■ **Task data**
%%

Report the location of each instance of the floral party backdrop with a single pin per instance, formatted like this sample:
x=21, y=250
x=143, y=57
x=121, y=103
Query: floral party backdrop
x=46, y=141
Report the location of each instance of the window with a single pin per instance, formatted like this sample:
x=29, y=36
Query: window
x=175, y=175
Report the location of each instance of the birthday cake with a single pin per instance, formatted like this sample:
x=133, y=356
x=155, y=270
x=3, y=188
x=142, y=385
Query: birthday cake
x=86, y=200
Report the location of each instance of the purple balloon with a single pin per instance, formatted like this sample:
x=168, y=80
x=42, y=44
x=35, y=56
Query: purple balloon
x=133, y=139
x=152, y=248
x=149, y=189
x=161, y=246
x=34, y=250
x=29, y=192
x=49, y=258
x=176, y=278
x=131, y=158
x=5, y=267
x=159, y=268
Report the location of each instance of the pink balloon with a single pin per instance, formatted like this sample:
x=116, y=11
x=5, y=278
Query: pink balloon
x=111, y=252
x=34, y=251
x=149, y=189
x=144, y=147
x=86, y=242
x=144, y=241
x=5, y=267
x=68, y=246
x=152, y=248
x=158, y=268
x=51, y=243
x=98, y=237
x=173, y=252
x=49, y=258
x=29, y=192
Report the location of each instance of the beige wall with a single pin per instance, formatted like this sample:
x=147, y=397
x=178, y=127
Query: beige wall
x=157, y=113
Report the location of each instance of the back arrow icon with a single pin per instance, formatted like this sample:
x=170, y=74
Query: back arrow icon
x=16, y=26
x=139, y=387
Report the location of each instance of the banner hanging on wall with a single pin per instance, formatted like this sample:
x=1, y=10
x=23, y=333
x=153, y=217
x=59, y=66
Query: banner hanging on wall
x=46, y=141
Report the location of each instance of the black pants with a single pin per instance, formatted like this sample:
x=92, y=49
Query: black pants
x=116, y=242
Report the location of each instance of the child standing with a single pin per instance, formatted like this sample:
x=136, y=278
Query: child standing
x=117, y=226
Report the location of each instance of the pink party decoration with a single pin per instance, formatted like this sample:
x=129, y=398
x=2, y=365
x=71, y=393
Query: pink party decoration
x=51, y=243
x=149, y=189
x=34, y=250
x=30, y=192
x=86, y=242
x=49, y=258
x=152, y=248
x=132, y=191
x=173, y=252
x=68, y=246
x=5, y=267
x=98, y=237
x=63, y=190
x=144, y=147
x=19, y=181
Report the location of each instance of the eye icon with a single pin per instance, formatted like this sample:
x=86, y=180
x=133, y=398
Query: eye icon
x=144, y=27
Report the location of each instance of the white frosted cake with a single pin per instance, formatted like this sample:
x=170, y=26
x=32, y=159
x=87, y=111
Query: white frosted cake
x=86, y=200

%%
%%

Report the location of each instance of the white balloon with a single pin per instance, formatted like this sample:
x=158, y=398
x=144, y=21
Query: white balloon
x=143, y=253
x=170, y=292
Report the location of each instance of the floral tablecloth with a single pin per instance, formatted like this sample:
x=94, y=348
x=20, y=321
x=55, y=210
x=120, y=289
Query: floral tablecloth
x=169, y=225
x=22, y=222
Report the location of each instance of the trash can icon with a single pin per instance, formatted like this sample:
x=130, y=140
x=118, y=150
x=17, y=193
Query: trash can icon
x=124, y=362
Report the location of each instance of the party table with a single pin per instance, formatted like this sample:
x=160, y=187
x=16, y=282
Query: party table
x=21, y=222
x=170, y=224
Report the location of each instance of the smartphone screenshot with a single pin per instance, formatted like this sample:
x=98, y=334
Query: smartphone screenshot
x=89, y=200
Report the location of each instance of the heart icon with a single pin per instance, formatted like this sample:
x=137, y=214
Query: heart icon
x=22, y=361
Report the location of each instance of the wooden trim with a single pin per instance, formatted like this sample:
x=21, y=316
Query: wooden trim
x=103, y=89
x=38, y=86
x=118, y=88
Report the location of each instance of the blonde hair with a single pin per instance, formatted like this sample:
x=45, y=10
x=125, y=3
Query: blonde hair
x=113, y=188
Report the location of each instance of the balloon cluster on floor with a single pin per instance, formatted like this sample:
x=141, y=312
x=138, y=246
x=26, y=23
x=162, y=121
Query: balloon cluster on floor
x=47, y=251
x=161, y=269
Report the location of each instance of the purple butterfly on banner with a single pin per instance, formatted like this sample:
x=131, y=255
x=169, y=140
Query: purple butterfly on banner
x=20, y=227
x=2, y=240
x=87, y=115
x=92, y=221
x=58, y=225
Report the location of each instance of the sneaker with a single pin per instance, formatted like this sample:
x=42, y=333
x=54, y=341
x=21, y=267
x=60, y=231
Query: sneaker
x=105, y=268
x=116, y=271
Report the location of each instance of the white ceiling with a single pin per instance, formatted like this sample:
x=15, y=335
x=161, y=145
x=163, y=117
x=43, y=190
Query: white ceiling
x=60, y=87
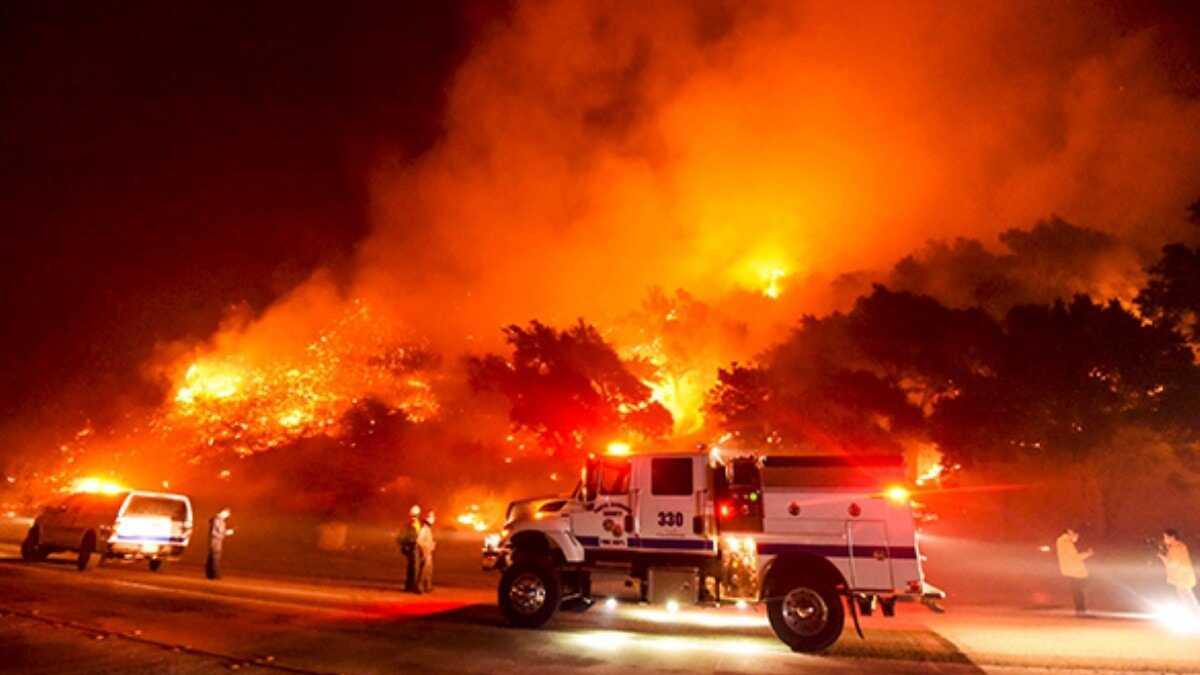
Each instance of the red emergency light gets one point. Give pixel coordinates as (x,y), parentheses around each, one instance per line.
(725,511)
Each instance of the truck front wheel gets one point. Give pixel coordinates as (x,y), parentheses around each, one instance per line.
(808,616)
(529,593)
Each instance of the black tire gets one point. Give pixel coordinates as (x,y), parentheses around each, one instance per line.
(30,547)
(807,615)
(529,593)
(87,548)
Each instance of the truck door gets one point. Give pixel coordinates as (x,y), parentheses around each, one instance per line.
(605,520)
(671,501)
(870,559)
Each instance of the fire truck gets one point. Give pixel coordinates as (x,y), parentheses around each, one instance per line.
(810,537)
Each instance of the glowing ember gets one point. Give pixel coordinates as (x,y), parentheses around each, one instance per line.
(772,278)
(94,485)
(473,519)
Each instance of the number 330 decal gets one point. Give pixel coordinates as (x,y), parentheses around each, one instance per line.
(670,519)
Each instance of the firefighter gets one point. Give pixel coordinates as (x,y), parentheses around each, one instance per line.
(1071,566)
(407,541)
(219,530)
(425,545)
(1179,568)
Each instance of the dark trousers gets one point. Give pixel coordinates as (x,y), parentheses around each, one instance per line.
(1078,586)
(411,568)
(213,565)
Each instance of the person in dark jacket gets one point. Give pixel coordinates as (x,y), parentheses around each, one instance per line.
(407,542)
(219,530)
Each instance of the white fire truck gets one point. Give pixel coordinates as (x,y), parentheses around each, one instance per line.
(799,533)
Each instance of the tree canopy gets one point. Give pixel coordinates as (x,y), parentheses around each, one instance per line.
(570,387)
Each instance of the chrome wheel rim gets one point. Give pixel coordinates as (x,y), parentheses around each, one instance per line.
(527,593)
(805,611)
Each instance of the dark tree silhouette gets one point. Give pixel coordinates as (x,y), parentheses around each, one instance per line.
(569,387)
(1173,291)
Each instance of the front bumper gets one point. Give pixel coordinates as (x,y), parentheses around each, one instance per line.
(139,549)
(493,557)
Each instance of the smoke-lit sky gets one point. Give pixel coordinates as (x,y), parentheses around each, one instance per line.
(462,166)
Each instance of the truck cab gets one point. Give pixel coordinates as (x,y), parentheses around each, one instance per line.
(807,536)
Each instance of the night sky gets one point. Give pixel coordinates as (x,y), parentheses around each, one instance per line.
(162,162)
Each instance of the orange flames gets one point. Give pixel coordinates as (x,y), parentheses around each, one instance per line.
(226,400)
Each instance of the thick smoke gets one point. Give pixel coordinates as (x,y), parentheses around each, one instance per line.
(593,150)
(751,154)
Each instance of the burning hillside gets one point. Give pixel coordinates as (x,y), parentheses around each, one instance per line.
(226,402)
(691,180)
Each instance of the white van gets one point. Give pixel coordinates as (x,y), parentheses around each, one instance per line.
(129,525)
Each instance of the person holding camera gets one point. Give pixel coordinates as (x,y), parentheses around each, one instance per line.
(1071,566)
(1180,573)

%%

■ **What the task asks**
As the answer, set down only the lines from the data above between the one holding "Report the location of each instance of the smartphone" and the one holding "Report the location of each instance of the wooden", inclusive, exactly as they read.

■ **Output of the task**
Report the location of each instance of the smartphone screenshot with a single pin per instance, formatted like this sample:
x=98, y=334
Query: smartphone screenshot
x=89, y=200
Report the location of each instance of the heart icon with a single pin per instance, formatted like this sample:
x=137, y=214
Query: heart icon
x=22, y=361
Report the location of each instance of the wooden trim with a single pin per instance, formatted like this sample:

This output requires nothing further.